» Exercise
All of the data below should be written out again exactly.

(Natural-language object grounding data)
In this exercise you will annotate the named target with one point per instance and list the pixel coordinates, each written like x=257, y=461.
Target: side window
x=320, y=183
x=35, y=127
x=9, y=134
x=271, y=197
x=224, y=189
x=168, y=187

» Solution to this problem
In this exercise you will annotate the named target with one point per instance and list the pixel coordinates, each written like x=257, y=461.
Target: side window
x=320, y=183
x=35, y=127
x=9, y=134
x=271, y=197
x=224, y=189
x=168, y=187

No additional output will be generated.